_Exercise description_. Gather every line below that contains the string "white", and copy each one out. Letter case matters.

[Records from a dataset]
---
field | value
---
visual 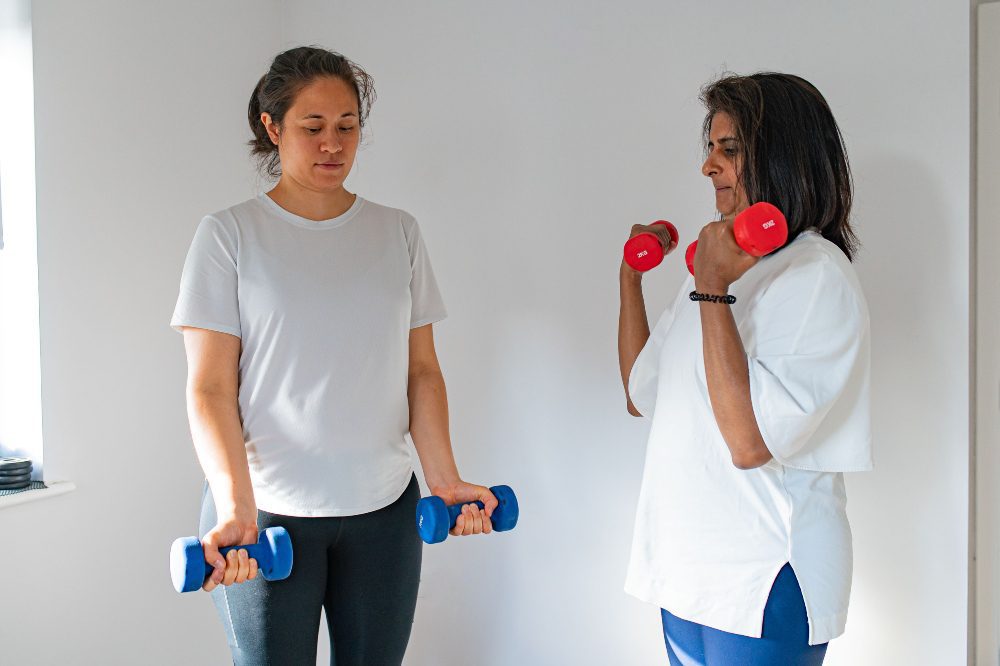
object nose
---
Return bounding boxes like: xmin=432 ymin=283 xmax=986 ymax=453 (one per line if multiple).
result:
xmin=319 ymin=127 xmax=344 ymax=153
xmin=701 ymin=153 xmax=722 ymax=178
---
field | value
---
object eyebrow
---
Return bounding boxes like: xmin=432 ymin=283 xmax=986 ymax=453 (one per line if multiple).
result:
xmin=301 ymin=111 xmax=358 ymax=120
xmin=708 ymin=136 xmax=737 ymax=148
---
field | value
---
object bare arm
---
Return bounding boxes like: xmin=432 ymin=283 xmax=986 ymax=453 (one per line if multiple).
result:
xmin=699 ymin=300 xmax=771 ymax=469
xmin=407 ymin=324 xmax=497 ymax=534
xmin=694 ymin=220 xmax=771 ymax=469
xmin=618 ymin=224 xmax=677 ymax=416
xmin=618 ymin=262 xmax=649 ymax=416
xmin=184 ymin=327 xmax=257 ymax=590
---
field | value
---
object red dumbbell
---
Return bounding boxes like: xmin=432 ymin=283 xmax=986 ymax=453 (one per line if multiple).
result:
xmin=684 ymin=201 xmax=788 ymax=275
xmin=625 ymin=220 xmax=680 ymax=273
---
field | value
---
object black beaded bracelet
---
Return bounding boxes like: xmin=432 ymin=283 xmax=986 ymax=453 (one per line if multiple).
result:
xmin=688 ymin=291 xmax=736 ymax=305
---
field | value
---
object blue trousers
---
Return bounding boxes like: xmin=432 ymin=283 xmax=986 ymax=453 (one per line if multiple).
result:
xmin=660 ymin=564 xmax=827 ymax=666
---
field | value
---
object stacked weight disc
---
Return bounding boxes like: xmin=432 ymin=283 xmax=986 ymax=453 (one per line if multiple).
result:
xmin=0 ymin=458 xmax=31 ymax=490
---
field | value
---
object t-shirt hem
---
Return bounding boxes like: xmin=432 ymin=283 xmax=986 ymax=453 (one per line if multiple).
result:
xmin=254 ymin=466 xmax=413 ymax=518
xmin=170 ymin=319 xmax=243 ymax=338
xmin=625 ymin=576 xmax=847 ymax=645
xmin=410 ymin=312 xmax=448 ymax=330
xmin=809 ymin=613 xmax=847 ymax=645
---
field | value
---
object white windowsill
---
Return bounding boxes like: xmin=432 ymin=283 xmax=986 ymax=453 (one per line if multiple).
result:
xmin=0 ymin=481 xmax=76 ymax=509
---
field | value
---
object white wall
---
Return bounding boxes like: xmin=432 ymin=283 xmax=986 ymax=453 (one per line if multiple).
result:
xmin=975 ymin=2 xmax=1000 ymax=666
xmin=0 ymin=0 xmax=970 ymax=666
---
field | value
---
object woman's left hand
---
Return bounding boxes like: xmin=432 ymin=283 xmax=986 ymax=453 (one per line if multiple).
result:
xmin=694 ymin=219 xmax=760 ymax=294
xmin=431 ymin=481 xmax=499 ymax=536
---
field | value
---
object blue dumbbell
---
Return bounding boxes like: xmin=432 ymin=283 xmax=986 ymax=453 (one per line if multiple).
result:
xmin=170 ymin=527 xmax=292 ymax=592
xmin=417 ymin=486 xmax=518 ymax=543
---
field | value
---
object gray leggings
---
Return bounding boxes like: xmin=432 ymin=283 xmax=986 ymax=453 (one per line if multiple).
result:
xmin=198 ymin=476 xmax=422 ymax=666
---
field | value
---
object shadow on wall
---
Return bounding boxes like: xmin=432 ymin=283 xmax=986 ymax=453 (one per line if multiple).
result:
xmin=830 ymin=154 xmax=969 ymax=663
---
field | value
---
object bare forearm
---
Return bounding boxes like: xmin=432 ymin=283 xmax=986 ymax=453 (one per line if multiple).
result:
xmin=407 ymin=371 xmax=459 ymax=488
xmin=618 ymin=264 xmax=649 ymax=416
xmin=700 ymin=302 xmax=771 ymax=469
xmin=187 ymin=390 xmax=255 ymax=514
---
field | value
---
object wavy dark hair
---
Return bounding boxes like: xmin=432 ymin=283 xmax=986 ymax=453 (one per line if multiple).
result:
xmin=247 ymin=46 xmax=375 ymax=178
xmin=701 ymin=72 xmax=859 ymax=261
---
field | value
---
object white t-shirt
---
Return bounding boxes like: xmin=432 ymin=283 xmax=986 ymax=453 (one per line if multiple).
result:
xmin=170 ymin=194 xmax=445 ymax=516
xmin=625 ymin=231 xmax=872 ymax=645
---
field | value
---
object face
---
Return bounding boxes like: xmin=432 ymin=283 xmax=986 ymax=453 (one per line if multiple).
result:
xmin=701 ymin=112 xmax=749 ymax=218
xmin=260 ymin=77 xmax=361 ymax=193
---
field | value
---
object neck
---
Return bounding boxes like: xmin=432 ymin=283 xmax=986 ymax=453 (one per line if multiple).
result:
xmin=267 ymin=175 xmax=357 ymax=222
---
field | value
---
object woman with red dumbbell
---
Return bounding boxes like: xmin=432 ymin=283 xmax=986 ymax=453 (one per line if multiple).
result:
xmin=618 ymin=73 xmax=872 ymax=666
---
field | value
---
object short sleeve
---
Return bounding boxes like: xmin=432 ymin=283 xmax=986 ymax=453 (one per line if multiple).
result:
xmin=403 ymin=216 xmax=448 ymax=328
xmin=170 ymin=216 xmax=241 ymax=337
xmin=741 ymin=255 xmax=871 ymax=472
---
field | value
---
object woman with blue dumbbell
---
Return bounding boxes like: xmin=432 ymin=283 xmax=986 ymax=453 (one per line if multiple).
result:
xmin=171 ymin=47 xmax=504 ymax=666
xmin=618 ymin=73 xmax=872 ymax=666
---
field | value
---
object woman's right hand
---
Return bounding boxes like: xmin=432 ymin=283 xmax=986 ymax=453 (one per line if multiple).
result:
xmin=622 ymin=224 xmax=677 ymax=275
xmin=201 ymin=509 xmax=257 ymax=592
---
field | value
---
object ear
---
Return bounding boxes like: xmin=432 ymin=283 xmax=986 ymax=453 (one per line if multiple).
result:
xmin=260 ymin=113 xmax=279 ymax=146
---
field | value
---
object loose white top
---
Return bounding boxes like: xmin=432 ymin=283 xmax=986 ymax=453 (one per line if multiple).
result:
xmin=171 ymin=194 xmax=445 ymax=516
xmin=625 ymin=231 xmax=872 ymax=645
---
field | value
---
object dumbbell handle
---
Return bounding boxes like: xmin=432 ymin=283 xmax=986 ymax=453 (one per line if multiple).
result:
xmin=448 ymin=500 xmax=486 ymax=528
xmin=198 ymin=535 xmax=271 ymax=580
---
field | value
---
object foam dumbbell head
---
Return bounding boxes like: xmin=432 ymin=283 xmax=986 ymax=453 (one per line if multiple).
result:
xmin=170 ymin=527 xmax=292 ymax=592
xmin=733 ymin=201 xmax=788 ymax=257
xmin=417 ymin=486 xmax=520 ymax=543
xmin=624 ymin=220 xmax=680 ymax=273
xmin=684 ymin=201 xmax=788 ymax=275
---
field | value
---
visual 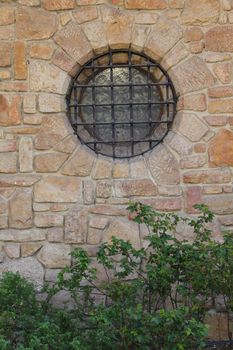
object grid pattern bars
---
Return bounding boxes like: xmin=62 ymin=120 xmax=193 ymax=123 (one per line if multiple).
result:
xmin=66 ymin=50 xmax=178 ymax=158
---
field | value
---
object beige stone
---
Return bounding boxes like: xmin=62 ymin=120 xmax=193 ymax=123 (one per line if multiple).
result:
xmin=73 ymin=6 xmax=98 ymax=24
xmin=145 ymin=17 xmax=182 ymax=59
xmin=37 ymin=243 xmax=71 ymax=269
xmin=61 ymin=148 xmax=95 ymax=176
xmin=65 ymin=207 xmax=87 ymax=243
xmin=209 ymin=129 xmax=233 ymax=167
xmin=29 ymin=42 xmax=54 ymax=60
xmin=35 ymin=115 xmax=72 ymax=150
xmin=42 ymin=0 xmax=75 ymax=11
xmin=29 ymin=61 xmax=69 ymax=94
xmin=115 ymin=179 xmax=158 ymax=197
xmin=148 ymin=145 xmax=180 ymax=185
xmin=16 ymin=6 xmax=57 ymax=40
xmin=173 ymin=56 xmax=214 ymax=93
xmin=183 ymin=168 xmax=231 ymax=184
xmin=175 ymin=113 xmax=209 ymax=142
xmin=213 ymin=62 xmax=232 ymax=84
xmin=21 ymin=243 xmax=42 ymax=257
xmin=23 ymin=93 xmax=36 ymax=114
xmin=34 ymin=213 xmax=64 ymax=227
xmin=9 ymin=189 xmax=33 ymax=228
xmin=206 ymin=25 xmax=233 ymax=52
xmin=34 ymin=175 xmax=82 ymax=203
xmin=14 ymin=41 xmax=27 ymax=80
xmin=38 ymin=93 xmax=66 ymax=113
xmin=3 ymin=243 xmax=20 ymax=259
xmin=0 ymin=6 xmax=15 ymax=26
xmin=19 ymin=136 xmax=33 ymax=173
xmin=34 ymin=153 xmax=68 ymax=173
xmin=0 ymin=42 xmax=11 ymax=67
xmin=0 ymin=152 xmax=17 ymax=173
xmin=125 ymin=0 xmax=167 ymax=10
xmin=54 ymin=22 xmax=92 ymax=64
xmin=82 ymin=21 xmax=108 ymax=53
xmin=181 ymin=0 xmax=220 ymax=25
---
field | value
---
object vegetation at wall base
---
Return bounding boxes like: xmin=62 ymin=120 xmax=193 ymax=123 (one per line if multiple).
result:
xmin=0 ymin=203 xmax=233 ymax=350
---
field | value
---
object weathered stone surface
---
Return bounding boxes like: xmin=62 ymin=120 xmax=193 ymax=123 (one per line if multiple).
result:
xmin=181 ymin=0 xmax=220 ymax=25
xmin=65 ymin=207 xmax=88 ymax=243
xmin=14 ymin=41 xmax=27 ymax=79
xmin=0 ymin=152 xmax=17 ymax=174
xmin=37 ymin=243 xmax=71 ymax=269
xmin=34 ymin=213 xmax=63 ymax=227
xmin=145 ymin=17 xmax=182 ymax=58
xmin=30 ymin=61 xmax=69 ymax=94
xmin=19 ymin=136 xmax=33 ymax=173
xmin=115 ymin=179 xmax=158 ymax=197
xmin=0 ymin=257 xmax=44 ymax=288
xmin=213 ymin=62 xmax=232 ymax=84
xmin=183 ymin=168 xmax=231 ymax=184
xmin=3 ymin=243 xmax=20 ymax=259
xmin=174 ymin=113 xmax=209 ymax=142
xmin=209 ymin=129 xmax=233 ymax=166
xmin=35 ymin=115 xmax=72 ymax=150
xmin=173 ymin=56 xmax=214 ymax=94
xmin=208 ymin=98 xmax=233 ymax=114
xmin=0 ymin=6 xmax=15 ymax=26
xmin=125 ymin=0 xmax=167 ymax=10
xmin=42 ymin=0 xmax=75 ymax=11
xmin=61 ymin=148 xmax=95 ymax=176
xmin=29 ymin=42 xmax=54 ymax=60
xmin=103 ymin=219 xmax=141 ymax=248
xmin=204 ymin=194 xmax=233 ymax=215
xmin=82 ymin=21 xmax=108 ymax=53
xmin=9 ymin=189 xmax=33 ymax=228
xmin=206 ymin=25 xmax=233 ymax=52
xmin=0 ymin=228 xmax=46 ymax=242
xmin=34 ymin=175 xmax=82 ymax=203
xmin=54 ymin=22 xmax=92 ymax=64
xmin=35 ymin=153 xmax=68 ymax=173
xmin=148 ymin=146 xmax=180 ymax=185
xmin=16 ymin=6 xmax=57 ymax=40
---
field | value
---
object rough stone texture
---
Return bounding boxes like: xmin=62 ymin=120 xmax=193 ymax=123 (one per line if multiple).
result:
xmin=209 ymin=129 xmax=233 ymax=167
xmin=148 ymin=146 xmax=180 ymax=185
xmin=0 ymin=257 xmax=44 ymax=288
xmin=16 ymin=6 xmax=57 ymax=40
xmin=10 ymin=189 xmax=33 ymax=228
xmin=37 ymin=243 xmax=70 ymax=269
xmin=34 ymin=175 xmax=82 ymax=203
xmin=181 ymin=0 xmax=220 ymax=25
xmin=54 ymin=22 xmax=92 ymax=64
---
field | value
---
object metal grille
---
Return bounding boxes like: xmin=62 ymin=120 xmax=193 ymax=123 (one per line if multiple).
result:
xmin=67 ymin=50 xmax=178 ymax=158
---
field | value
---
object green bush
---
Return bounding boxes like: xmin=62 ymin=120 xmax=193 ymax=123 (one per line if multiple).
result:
xmin=0 ymin=203 xmax=233 ymax=350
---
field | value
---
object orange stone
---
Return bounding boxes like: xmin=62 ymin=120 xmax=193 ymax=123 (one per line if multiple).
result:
xmin=209 ymin=129 xmax=233 ymax=166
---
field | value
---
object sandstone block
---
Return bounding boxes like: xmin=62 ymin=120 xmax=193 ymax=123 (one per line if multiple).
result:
xmin=174 ymin=113 xmax=209 ymax=142
xmin=148 ymin=146 xmax=180 ymax=185
xmin=35 ymin=153 xmax=68 ymax=173
xmin=181 ymin=0 xmax=220 ymax=25
xmin=54 ymin=22 xmax=92 ymax=64
xmin=37 ymin=243 xmax=71 ymax=269
xmin=183 ymin=168 xmax=231 ymax=184
xmin=209 ymin=129 xmax=233 ymax=167
xmin=29 ymin=61 xmax=69 ymax=94
xmin=16 ymin=6 xmax=58 ymax=40
xmin=14 ymin=41 xmax=27 ymax=80
xmin=9 ymin=189 xmax=33 ymax=228
xmin=61 ymin=148 xmax=95 ymax=176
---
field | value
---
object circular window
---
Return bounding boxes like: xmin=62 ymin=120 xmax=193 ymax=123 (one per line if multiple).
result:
xmin=67 ymin=50 xmax=177 ymax=158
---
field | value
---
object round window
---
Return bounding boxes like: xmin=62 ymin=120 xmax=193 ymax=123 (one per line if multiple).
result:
xmin=67 ymin=50 xmax=177 ymax=158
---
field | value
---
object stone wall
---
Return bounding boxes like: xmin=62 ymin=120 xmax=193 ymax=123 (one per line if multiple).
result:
xmin=0 ymin=0 xmax=233 ymax=298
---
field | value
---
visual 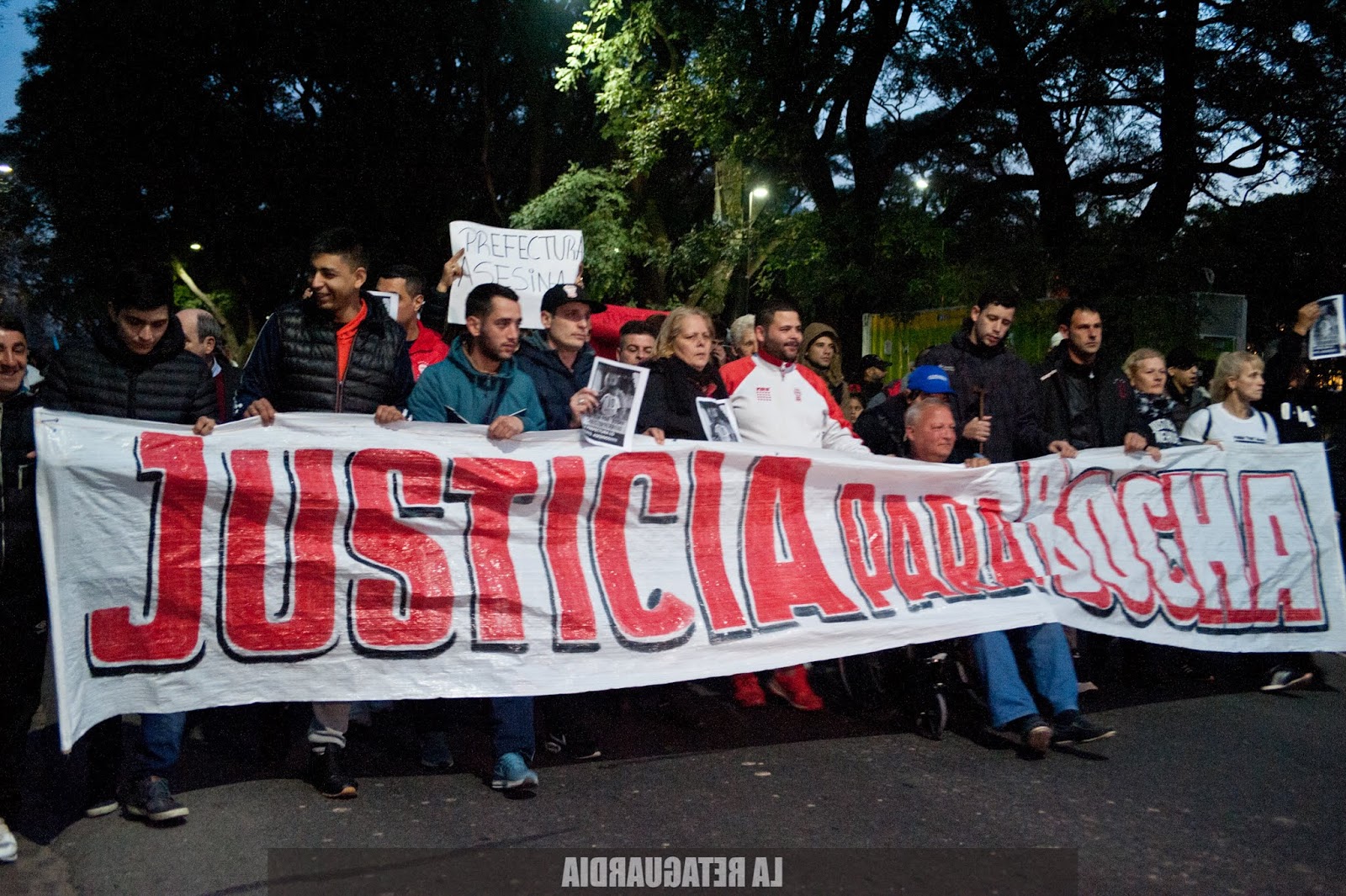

_Completed task_.
object white windowsill
object white wall
object white t-shirt
object loose white top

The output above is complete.